- [WORK TO BE COMPLETED]:
Copy each of the following entries line for line, changing nothing.

BEGIN PROVIDED DATA

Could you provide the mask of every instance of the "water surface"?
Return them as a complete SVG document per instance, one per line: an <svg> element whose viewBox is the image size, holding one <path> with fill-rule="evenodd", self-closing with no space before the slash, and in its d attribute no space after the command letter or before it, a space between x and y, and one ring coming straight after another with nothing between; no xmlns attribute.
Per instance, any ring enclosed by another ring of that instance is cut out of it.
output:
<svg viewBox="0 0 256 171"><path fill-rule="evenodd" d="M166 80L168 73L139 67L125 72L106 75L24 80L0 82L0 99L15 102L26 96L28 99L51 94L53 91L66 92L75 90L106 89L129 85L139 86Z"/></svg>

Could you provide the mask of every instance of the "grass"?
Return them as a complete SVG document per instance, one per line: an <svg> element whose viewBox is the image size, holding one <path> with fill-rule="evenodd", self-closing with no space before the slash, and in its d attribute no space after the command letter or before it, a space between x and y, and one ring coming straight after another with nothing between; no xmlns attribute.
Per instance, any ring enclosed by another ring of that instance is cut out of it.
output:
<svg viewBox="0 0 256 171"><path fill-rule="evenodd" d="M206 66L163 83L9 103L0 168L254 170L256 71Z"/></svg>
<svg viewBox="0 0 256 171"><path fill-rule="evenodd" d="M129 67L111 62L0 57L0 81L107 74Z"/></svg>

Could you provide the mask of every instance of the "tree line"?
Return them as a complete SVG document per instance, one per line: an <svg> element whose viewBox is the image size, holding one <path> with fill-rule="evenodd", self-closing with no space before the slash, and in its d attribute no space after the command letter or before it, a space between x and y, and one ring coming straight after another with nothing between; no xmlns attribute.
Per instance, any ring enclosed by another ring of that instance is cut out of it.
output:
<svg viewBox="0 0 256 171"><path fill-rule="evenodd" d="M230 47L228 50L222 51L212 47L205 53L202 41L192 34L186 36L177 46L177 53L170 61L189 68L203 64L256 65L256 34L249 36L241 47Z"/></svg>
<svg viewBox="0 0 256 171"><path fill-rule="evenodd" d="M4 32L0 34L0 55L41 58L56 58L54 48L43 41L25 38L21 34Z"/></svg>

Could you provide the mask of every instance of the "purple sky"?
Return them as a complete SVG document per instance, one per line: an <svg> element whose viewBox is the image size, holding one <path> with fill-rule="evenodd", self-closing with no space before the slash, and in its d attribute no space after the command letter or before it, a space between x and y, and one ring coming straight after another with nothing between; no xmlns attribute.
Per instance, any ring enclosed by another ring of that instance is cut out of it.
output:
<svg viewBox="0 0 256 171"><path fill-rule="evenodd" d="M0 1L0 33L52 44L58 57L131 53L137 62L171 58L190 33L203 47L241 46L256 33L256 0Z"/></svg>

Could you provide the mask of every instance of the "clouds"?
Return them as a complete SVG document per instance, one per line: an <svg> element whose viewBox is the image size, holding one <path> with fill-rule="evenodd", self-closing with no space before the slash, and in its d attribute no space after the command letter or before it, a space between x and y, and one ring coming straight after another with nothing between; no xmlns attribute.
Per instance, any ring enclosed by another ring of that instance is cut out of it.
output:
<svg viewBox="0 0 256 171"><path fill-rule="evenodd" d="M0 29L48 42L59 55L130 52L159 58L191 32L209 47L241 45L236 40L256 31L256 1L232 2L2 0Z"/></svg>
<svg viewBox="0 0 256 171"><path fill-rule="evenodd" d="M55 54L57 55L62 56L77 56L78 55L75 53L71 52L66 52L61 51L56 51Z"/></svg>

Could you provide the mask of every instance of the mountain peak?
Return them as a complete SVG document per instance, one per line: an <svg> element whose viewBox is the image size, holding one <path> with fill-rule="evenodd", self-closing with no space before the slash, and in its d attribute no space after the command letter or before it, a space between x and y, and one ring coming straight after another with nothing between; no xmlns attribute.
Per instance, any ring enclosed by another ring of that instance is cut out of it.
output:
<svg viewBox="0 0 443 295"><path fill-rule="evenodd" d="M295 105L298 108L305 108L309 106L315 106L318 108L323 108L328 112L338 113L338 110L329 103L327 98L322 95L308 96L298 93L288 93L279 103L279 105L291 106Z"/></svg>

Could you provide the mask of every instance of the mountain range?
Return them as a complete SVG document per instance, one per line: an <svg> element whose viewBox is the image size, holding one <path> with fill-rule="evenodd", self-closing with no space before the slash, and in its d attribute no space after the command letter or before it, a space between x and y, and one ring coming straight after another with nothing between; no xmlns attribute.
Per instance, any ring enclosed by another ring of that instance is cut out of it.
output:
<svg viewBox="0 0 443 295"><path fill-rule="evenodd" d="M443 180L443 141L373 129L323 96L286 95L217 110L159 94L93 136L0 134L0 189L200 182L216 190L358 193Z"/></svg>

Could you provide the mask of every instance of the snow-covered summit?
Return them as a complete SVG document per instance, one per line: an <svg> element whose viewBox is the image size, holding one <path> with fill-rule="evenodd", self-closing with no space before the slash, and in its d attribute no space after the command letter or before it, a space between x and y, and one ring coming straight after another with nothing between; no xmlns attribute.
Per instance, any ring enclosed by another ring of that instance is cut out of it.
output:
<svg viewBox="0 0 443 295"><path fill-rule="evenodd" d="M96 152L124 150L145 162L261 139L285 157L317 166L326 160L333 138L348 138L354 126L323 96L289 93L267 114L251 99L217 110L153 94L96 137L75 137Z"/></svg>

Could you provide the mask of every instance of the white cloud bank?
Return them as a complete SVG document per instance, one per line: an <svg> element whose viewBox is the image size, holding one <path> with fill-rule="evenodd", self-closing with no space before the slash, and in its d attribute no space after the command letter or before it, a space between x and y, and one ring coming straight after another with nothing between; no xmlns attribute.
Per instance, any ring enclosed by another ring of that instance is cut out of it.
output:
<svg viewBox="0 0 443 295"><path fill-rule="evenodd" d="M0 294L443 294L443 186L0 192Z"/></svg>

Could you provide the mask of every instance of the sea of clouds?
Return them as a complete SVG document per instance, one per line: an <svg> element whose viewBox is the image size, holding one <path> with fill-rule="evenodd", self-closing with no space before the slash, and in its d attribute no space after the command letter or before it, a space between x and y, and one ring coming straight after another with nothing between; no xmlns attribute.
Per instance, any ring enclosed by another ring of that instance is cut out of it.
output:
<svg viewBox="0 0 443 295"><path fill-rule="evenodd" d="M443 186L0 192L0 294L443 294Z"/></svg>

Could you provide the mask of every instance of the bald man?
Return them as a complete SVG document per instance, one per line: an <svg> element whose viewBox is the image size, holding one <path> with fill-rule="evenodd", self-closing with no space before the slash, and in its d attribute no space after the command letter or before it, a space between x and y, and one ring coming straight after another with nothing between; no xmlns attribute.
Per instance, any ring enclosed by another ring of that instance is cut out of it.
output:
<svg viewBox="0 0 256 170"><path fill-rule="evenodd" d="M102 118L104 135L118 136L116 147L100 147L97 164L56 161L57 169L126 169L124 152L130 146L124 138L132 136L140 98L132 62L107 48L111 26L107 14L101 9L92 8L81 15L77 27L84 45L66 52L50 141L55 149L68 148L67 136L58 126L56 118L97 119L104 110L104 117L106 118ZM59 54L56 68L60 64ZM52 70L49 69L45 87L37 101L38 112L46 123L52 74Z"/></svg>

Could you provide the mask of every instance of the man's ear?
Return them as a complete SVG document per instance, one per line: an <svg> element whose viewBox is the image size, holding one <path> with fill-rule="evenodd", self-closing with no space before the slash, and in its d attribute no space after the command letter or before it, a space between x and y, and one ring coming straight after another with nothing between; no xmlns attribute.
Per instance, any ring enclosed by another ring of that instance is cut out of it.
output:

END PROVIDED DATA

- [ANSWER BELOW]:
Could you provide the mask of every instance of the "water surface"?
Return them as a complete SVG document per instance, one per line: an <svg> element whose viewBox is the image size, holding one <path> with fill-rule="evenodd", self-closing with no space before the slash, and in its d attribute no space after the command letter or before it, a space between x and y, and one ring coming straight after another with nothing between; no xmlns attribute.
Per instance, any ring enclosed by another ring of that instance is cut out of it.
output:
<svg viewBox="0 0 256 171"><path fill-rule="evenodd" d="M166 80L168 73L139 67L125 72L106 75L24 80L0 82L0 99L15 102L26 96L28 99L51 94L53 91L66 92L75 90L106 89L129 85L139 86Z"/></svg>

Could you provide the mask of every instance of the "grass"?
Return them as a complete SVG document per instance, one per line: an <svg> element whose viewBox is the image size, holding one <path> with fill-rule="evenodd", self-closing with no space before the slash, and in its d attribute no space after the command letter or before it, a space between x and y, and one ring coming straight after another with nothing between; no xmlns attribute.
Per instance, any ring enclosed by another ring of that instance is cut out of it.
output:
<svg viewBox="0 0 256 171"><path fill-rule="evenodd" d="M206 66L163 83L9 103L0 168L254 170L256 71Z"/></svg>
<svg viewBox="0 0 256 171"><path fill-rule="evenodd" d="M129 67L111 62L0 57L0 81L107 74Z"/></svg>

Could you provide the mask of every instance of the "tree line"?
Return them as a complete SVG document per instance, one per line: an <svg> element whose viewBox is the image size, holding one <path> with fill-rule="evenodd", self-closing with no space before the slash, and in its d attribute no space after the command letter or before it, a space between x and y, and one ring coming straight after another with nothing between; no xmlns attribute.
Per instance, any ring enclosed by another ring of that instance is cut out of it.
output:
<svg viewBox="0 0 256 171"><path fill-rule="evenodd" d="M230 47L228 50L222 51L212 47L205 53L202 41L192 34L186 36L177 46L177 53L170 61L189 68L203 64L256 65L256 34L249 36L241 47Z"/></svg>
<svg viewBox="0 0 256 171"><path fill-rule="evenodd" d="M4 32L0 34L0 55L41 58L56 58L54 48L43 41L25 38L21 34Z"/></svg>

Could you provide the mask of every instance of the "purple sky"?
Return them as a complete SVG document per instance, one per line: an <svg> element whose viewBox is the image size, holding one <path> with fill-rule="evenodd", self-closing with no space before the slash, and in its d attribute no space after the command letter or before it, a space between x and y, and one ring coming straight after another with nothing between; no xmlns attribute.
Per instance, any ring enclosed by another ring of that instance is cut out of it.
output:
<svg viewBox="0 0 256 171"><path fill-rule="evenodd" d="M0 1L0 33L52 44L58 57L131 53L137 62L171 58L190 33L203 47L241 46L256 33L256 0Z"/></svg>

Could you provide the mask of every instance of the "clouds"?
Return them as a complete SVG document per instance, one per line: an <svg> element whose viewBox is the image size, holding one <path> with fill-rule="evenodd", self-closing with no space before the slash, and in its d attribute no space after the command letter or before it, a space between x and y, and one ring coming straight after another with nothing between; no xmlns attribute.
Per instance, any ring enclosed by another ring of that instance is cut out of it.
output:
<svg viewBox="0 0 256 171"><path fill-rule="evenodd" d="M0 29L48 42L59 55L130 52L159 58L191 32L209 47L241 45L236 40L256 31L256 1L232 2L2 0Z"/></svg>
<svg viewBox="0 0 256 171"><path fill-rule="evenodd" d="M55 54L57 55L62 56L77 56L78 55L75 53L71 52L66 52L61 51L56 51Z"/></svg>

Could you provide the mask of every instance of the mountain peak?
Return them as a complete SVG document per instance, one per line: an <svg> element whose viewBox is the image size, holding one <path> with fill-rule="evenodd", self-closing with no space before the slash, and in its d attribute no space after the command letter or before it, a space between x and y, and one ring coming straight after another with nothing between; no xmlns attribute.
Per instance, any ring enclosed by another ring of that instance is cut out of it.
output:
<svg viewBox="0 0 443 295"><path fill-rule="evenodd" d="M295 105L298 108L305 108L309 106L315 106L318 108L323 108L328 112L338 113L338 110L329 103L327 98L322 95L308 96L298 93L288 93L279 103L279 105L291 106Z"/></svg>

Could you provide the mask of every instance of the mountain range?
Return them as a complete SVG document per instance, one per line: an <svg> element whose viewBox is the image size, holding one <path> with fill-rule="evenodd", self-closing with no space before the slash, and in its d attribute no space after the command letter or before it, a space between x and y, and one ring coming straight after another with nothing between; no xmlns attribute.
Per instance, any ring enclosed by another ring of that instance is cut out of it.
output:
<svg viewBox="0 0 443 295"><path fill-rule="evenodd" d="M443 180L443 141L373 129L323 96L286 95L217 110L159 94L93 136L0 134L0 189L200 182L216 190L358 193Z"/></svg>

Could you provide the mask of every instance of the snow-covered summit?
Return them as a complete SVG document per instance, one per line: an <svg> element whose viewBox is the image size, holding one <path> with fill-rule="evenodd", self-closing with no space before the slash, and in its d attribute no space after the command letter or before it, a space between x and y, and one ring coming straight after another with nothing between; no xmlns attribute.
Per instance, any ring enclosed by another ring of that instance is cut out of it.
output:
<svg viewBox="0 0 443 295"><path fill-rule="evenodd" d="M96 152L124 150L145 162L261 139L285 157L317 166L326 160L333 138L348 138L354 126L323 96L289 93L267 114L251 99L217 110L153 94L96 137L75 137Z"/></svg>

Could you provide the mask of every instance of the white cloud bank?
Return them as a complete SVG document per instance, one per line: an <svg> element whose viewBox is the image size, holding one <path> with fill-rule="evenodd", self-closing with no space before the slash, and in its d attribute no space after the command letter or before it, a space between x and y, and one ring coming straight after another with nothing between; no xmlns attribute.
Per instance, any ring enclosed by another ring of that instance is cut out of it.
output:
<svg viewBox="0 0 443 295"><path fill-rule="evenodd" d="M0 294L443 294L443 186L0 192Z"/></svg>

Could you provide the mask of every instance of the sea of clouds?
Return them as a complete SVG document per instance, one per line: an <svg> element whose viewBox is the image size, holding one <path> with fill-rule="evenodd", self-closing with no space before the slash, and in its d attribute no space after the command letter or before it, a space between x and y, and one ring coming straight after another with nothing between; no xmlns attribute.
Per instance, any ring enclosed by another ring of that instance is cut out of it.
output:
<svg viewBox="0 0 443 295"><path fill-rule="evenodd" d="M443 186L0 192L0 294L443 294Z"/></svg>

Could you provide the mask of every instance of the bald man?
Return them as a complete SVG document per instance, one per line: an <svg> element whose viewBox is the image size, holding one <path> with fill-rule="evenodd", self-closing with no space before the slash, and in its d attribute no space after the command letter or before it, a space between x and y, and one ring coming straight after another with nothing between; no xmlns attribute.
Per instance, any ring enclosed by another ring of that instance is cut out of it.
output:
<svg viewBox="0 0 256 170"><path fill-rule="evenodd" d="M102 118L104 135L118 136L116 147L100 147L97 164L56 161L57 169L126 169L124 152L130 146L124 138L132 136L140 98L132 62L107 48L111 26L107 14L101 9L92 8L81 15L77 27L84 45L66 52L50 141L55 149L68 148L67 136L58 126L56 118L97 119L104 110L104 117L106 118ZM59 54L56 68L60 64ZM52 70L49 69L45 87L37 101L38 112L46 123L52 74Z"/></svg>

Could you provide the mask of every instance of the man's ear?
Return them as a complete SVG document per instance, one per line: an <svg> element whose viewBox is the image size, holding one <path> with fill-rule="evenodd", self-closing with no space before the slash, and in its d attribute no space after the command letter or before it, a space between x and y, and one ring coming straight after another with nothing between; no xmlns attribute.
Per instance, any ring enclosed by another ring of that instance is cut out of it.
output:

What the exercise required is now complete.